**YOUR TASK**
Please rewrite these lines with "whole pixels" swapped for "integer pixels" wherever it occurs, changing nothing else and omitting the pictures.

Annotation dataset lines:
────────────────────
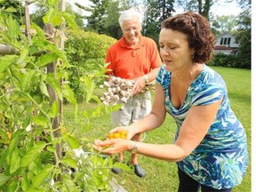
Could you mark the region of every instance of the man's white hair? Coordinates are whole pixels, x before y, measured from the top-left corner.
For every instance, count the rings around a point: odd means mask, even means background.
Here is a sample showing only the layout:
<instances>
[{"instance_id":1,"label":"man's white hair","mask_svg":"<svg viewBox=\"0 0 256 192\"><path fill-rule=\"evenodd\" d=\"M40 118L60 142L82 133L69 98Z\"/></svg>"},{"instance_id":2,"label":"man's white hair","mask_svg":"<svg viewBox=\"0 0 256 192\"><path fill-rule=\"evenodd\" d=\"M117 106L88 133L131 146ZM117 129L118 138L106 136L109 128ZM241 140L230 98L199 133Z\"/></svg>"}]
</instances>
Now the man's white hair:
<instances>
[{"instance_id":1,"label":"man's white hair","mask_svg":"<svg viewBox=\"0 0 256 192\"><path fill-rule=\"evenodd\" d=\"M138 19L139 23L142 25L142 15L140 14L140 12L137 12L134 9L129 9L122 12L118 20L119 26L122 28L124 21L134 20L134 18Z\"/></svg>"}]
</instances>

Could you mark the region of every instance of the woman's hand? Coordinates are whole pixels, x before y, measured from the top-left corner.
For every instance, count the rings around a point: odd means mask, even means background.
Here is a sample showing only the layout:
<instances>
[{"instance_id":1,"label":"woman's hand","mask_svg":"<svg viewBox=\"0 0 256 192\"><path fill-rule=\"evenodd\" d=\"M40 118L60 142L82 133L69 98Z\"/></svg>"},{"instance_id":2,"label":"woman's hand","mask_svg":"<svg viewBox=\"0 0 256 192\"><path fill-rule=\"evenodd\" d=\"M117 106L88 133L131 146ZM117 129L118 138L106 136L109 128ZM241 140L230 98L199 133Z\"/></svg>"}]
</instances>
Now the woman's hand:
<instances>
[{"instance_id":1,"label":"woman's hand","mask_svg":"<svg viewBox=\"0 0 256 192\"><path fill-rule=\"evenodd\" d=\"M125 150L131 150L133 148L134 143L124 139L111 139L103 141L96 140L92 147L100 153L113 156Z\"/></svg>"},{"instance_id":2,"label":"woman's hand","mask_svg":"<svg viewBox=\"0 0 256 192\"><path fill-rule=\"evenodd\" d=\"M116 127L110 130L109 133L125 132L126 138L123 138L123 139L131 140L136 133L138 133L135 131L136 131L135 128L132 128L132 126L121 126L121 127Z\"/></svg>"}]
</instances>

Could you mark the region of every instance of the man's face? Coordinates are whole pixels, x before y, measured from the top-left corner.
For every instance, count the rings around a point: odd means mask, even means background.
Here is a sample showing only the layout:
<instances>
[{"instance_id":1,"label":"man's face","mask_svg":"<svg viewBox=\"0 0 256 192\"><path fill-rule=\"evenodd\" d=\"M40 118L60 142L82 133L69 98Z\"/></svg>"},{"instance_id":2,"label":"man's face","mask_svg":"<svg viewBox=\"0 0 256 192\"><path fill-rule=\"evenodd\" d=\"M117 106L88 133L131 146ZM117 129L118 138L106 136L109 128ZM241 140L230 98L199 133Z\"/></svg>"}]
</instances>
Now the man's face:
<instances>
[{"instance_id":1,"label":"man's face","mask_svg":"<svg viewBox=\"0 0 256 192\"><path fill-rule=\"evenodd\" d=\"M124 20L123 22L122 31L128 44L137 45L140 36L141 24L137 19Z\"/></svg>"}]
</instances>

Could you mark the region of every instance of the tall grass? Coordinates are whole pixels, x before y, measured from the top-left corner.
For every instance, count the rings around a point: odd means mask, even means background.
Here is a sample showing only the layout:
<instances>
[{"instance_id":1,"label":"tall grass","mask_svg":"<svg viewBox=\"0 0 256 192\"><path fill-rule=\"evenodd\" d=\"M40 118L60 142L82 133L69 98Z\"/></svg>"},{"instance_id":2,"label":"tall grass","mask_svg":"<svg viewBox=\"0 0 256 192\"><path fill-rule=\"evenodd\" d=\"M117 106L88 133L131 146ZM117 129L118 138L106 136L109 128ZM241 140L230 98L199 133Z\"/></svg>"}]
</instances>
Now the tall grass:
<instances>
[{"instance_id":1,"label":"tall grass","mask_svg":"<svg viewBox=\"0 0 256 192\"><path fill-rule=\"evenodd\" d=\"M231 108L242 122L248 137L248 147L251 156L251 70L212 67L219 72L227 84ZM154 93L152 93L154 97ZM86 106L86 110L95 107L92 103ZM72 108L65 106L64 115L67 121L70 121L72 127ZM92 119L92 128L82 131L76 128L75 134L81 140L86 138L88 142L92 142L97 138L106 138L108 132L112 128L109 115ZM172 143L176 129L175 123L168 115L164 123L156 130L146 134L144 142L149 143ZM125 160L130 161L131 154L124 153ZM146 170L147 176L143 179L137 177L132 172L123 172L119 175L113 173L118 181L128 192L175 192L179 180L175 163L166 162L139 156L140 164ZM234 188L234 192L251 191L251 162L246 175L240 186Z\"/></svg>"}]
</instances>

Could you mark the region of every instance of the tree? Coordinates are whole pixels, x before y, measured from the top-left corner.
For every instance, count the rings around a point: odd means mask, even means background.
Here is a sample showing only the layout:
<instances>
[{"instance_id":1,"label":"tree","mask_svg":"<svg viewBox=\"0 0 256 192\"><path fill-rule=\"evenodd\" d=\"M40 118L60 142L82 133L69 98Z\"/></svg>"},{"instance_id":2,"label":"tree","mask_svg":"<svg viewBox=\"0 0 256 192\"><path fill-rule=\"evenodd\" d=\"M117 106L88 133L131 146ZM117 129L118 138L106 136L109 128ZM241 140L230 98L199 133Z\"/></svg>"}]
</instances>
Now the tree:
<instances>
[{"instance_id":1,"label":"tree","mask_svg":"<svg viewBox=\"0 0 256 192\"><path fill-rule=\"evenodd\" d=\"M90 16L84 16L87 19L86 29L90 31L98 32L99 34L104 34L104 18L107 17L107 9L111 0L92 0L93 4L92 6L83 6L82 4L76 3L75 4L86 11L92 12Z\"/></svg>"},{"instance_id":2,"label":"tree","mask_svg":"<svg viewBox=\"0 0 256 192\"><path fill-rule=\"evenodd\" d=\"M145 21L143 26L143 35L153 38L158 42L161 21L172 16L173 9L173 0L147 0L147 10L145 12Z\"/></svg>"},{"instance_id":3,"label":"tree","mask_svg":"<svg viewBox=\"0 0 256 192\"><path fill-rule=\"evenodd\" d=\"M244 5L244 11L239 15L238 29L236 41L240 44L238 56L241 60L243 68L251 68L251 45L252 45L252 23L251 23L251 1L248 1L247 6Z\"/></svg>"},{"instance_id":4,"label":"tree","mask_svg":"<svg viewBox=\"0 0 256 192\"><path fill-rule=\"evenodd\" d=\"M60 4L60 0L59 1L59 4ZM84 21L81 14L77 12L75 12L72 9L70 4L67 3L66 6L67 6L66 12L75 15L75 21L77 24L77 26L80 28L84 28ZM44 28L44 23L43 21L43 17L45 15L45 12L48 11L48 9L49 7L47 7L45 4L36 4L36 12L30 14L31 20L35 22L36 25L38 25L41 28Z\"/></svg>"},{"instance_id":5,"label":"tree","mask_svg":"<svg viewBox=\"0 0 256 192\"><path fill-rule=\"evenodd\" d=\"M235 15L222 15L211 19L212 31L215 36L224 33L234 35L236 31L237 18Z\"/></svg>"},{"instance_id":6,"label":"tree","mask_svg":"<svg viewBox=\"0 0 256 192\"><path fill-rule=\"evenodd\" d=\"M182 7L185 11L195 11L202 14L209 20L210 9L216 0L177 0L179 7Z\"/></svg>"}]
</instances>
────────────────────
**FULL ANSWER**
Could you mark the region of every instance of the man's white hair? Coordinates are integer pixels, x before y, measured from the top-left corner.
For every instance, count the rings around a point: odd means mask, even means background.
Here is a sample showing only the layout:
<instances>
[{"instance_id":1,"label":"man's white hair","mask_svg":"<svg viewBox=\"0 0 256 192\"><path fill-rule=\"evenodd\" d=\"M40 118L60 142L82 133L69 98Z\"/></svg>"},{"instance_id":2,"label":"man's white hair","mask_svg":"<svg viewBox=\"0 0 256 192\"><path fill-rule=\"evenodd\" d=\"M117 106L88 133L131 146ZM117 129L118 138L106 136L109 128ZM241 140L230 98L199 133Z\"/></svg>"}]
</instances>
Now the man's white hair:
<instances>
[{"instance_id":1,"label":"man's white hair","mask_svg":"<svg viewBox=\"0 0 256 192\"><path fill-rule=\"evenodd\" d=\"M138 19L139 23L142 25L142 15L140 14L140 12L137 12L134 9L129 9L122 12L118 20L119 26L122 28L124 21L134 20L134 18Z\"/></svg>"}]
</instances>

Could you mark the region of every instance of the woman's hand? Coordinates are integer pixels, x before y, measured from the top-left corner.
For every instance, count the rings around a point: odd means mask, even means background.
Here is a sample showing only the layout:
<instances>
[{"instance_id":1,"label":"woman's hand","mask_svg":"<svg viewBox=\"0 0 256 192\"><path fill-rule=\"evenodd\" d=\"M40 118L60 142L82 133L69 98Z\"/></svg>"},{"instance_id":2,"label":"woman's hand","mask_svg":"<svg viewBox=\"0 0 256 192\"><path fill-rule=\"evenodd\" d=\"M117 106L88 133L131 146ZM117 129L118 138L106 136L109 128ZM241 140L230 98L199 133Z\"/></svg>"}]
</instances>
Now the woman's hand:
<instances>
[{"instance_id":1,"label":"woman's hand","mask_svg":"<svg viewBox=\"0 0 256 192\"><path fill-rule=\"evenodd\" d=\"M125 150L131 150L133 148L134 143L124 139L111 139L103 141L96 140L92 147L100 153L113 156Z\"/></svg>"},{"instance_id":2,"label":"woman's hand","mask_svg":"<svg viewBox=\"0 0 256 192\"><path fill-rule=\"evenodd\" d=\"M116 127L110 130L109 133L125 132L126 138L123 138L123 139L131 140L136 133L138 133L135 131L136 131L135 128L132 128L132 126L121 126L121 127Z\"/></svg>"}]
</instances>

Could you mark the region of every instance of the man's face? Coordinates are integer pixels, x before y, measured from the top-left corner.
For every instance, count the rings around a point: odd means mask, even means background.
Here is a sample showing only the layout:
<instances>
[{"instance_id":1,"label":"man's face","mask_svg":"<svg viewBox=\"0 0 256 192\"><path fill-rule=\"evenodd\" d=\"M40 118L60 142L82 133L69 98Z\"/></svg>"},{"instance_id":2,"label":"man's face","mask_svg":"<svg viewBox=\"0 0 256 192\"><path fill-rule=\"evenodd\" d=\"M117 106L88 133L131 146ZM117 129L118 138L106 136L109 128ZM241 140L230 98L199 133Z\"/></svg>"}]
</instances>
Now the man's face:
<instances>
[{"instance_id":1,"label":"man's face","mask_svg":"<svg viewBox=\"0 0 256 192\"><path fill-rule=\"evenodd\" d=\"M124 20L123 22L122 31L128 44L137 45L140 36L141 24L137 19Z\"/></svg>"}]
</instances>

Could you mark the region of every instance of the tall grass? Coordinates are integer pixels, x before y, measured from the top-left corner.
For every instance, count the rings around a point: odd means mask, even means background.
Here is a sample showing only the layout:
<instances>
[{"instance_id":1,"label":"tall grass","mask_svg":"<svg viewBox=\"0 0 256 192\"><path fill-rule=\"evenodd\" d=\"M40 118L60 142L82 133L69 98Z\"/></svg>"},{"instance_id":2,"label":"tall grass","mask_svg":"<svg viewBox=\"0 0 256 192\"><path fill-rule=\"evenodd\" d=\"M117 106L88 133L131 146ZM117 129L118 138L106 136L109 128ZM241 140L230 98L199 133Z\"/></svg>"}]
</instances>
Now the tall grass:
<instances>
[{"instance_id":1,"label":"tall grass","mask_svg":"<svg viewBox=\"0 0 256 192\"><path fill-rule=\"evenodd\" d=\"M231 108L242 122L248 137L248 147L251 156L251 70L212 67L219 72L227 84ZM154 93L152 93L154 97ZM86 106L86 110L95 107L92 103ZM72 108L65 106L64 115L67 121L70 121L72 127ZM92 119L92 128L82 131L76 128L75 134L81 140L86 138L88 142L92 142L97 138L106 138L108 132L112 128L109 115ZM172 143L176 129L175 123L168 115L164 123L156 130L146 134L144 142L149 143ZM125 160L130 161L131 154L124 153ZM146 170L147 176L143 179L137 177L132 172L123 172L119 175L113 173L118 181L128 192L175 192L179 180L175 163L166 162L139 156L140 164ZM234 188L234 192L251 191L251 162L246 175L240 186Z\"/></svg>"}]
</instances>

Could you mark the region of every instance of the tree? Coordinates are integer pixels, x before y, measured from the top-left corner.
For every instance, count the rings around a point: odd means mask, even means background.
Here is a sample showing only the layout:
<instances>
[{"instance_id":1,"label":"tree","mask_svg":"<svg viewBox=\"0 0 256 192\"><path fill-rule=\"evenodd\" d=\"M40 118L60 142L82 133L69 98Z\"/></svg>"},{"instance_id":2,"label":"tree","mask_svg":"<svg viewBox=\"0 0 256 192\"><path fill-rule=\"evenodd\" d=\"M117 106L88 133L131 146ZM117 129L118 138L106 136L109 128ZM241 140L230 98L199 133Z\"/></svg>"}]
</instances>
Now the tree:
<instances>
[{"instance_id":1,"label":"tree","mask_svg":"<svg viewBox=\"0 0 256 192\"><path fill-rule=\"evenodd\" d=\"M90 16L84 16L87 19L86 29L90 31L98 32L99 34L104 34L104 18L107 17L107 9L111 0L92 0L93 4L92 6L83 6L82 4L76 3L75 4L86 11L92 12Z\"/></svg>"},{"instance_id":2,"label":"tree","mask_svg":"<svg viewBox=\"0 0 256 192\"><path fill-rule=\"evenodd\" d=\"M145 21L143 26L143 35L153 38L158 42L161 21L172 16L173 9L173 0L147 0L147 10L145 12Z\"/></svg>"},{"instance_id":3,"label":"tree","mask_svg":"<svg viewBox=\"0 0 256 192\"><path fill-rule=\"evenodd\" d=\"M244 5L244 11L239 15L238 29L236 41L240 44L238 56L241 60L243 68L251 68L251 45L252 45L252 23L251 23L251 1L248 1L247 6Z\"/></svg>"},{"instance_id":4,"label":"tree","mask_svg":"<svg viewBox=\"0 0 256 192\"><path fill-rule=\"evenodd\" d=\"M60 4L60 0L59 1L59 4ZM84 21L81 14L77 12L75 12L72 9L70 4L67 3L66 6L67 6L66 12L75 15L75 21L77 24L77 26L80 28L84 28ZM44 28L44 23L43 21L43 17L45 15L45 12L48 11L48 9L49 7L47 7L45 4L36 4L36 12L30 14L31 20L35 22L36 25L38 25L41 28Z\"/></svg>"},{"instance_id":5,"label":"tree","mask_svg":"<svg viewBox=\"0 0 256 192\"><path fill-rule=\"evenodd\" d=\"M235 15L222 15L211 19L212 31L215 36L224 33L234 35L236 31L237 18Z\"/></svg>"},{"instance_id":6,"label":"tree","mask_svg":"<svg viewBox=\"0 0 256 192\"><path fill-rule=\"evenodd\" d=\"M182 7L185 11L195 11L202 14L209 20L210 9L216 0L177 0L179 7Z\"/></svg>"}]
</instances>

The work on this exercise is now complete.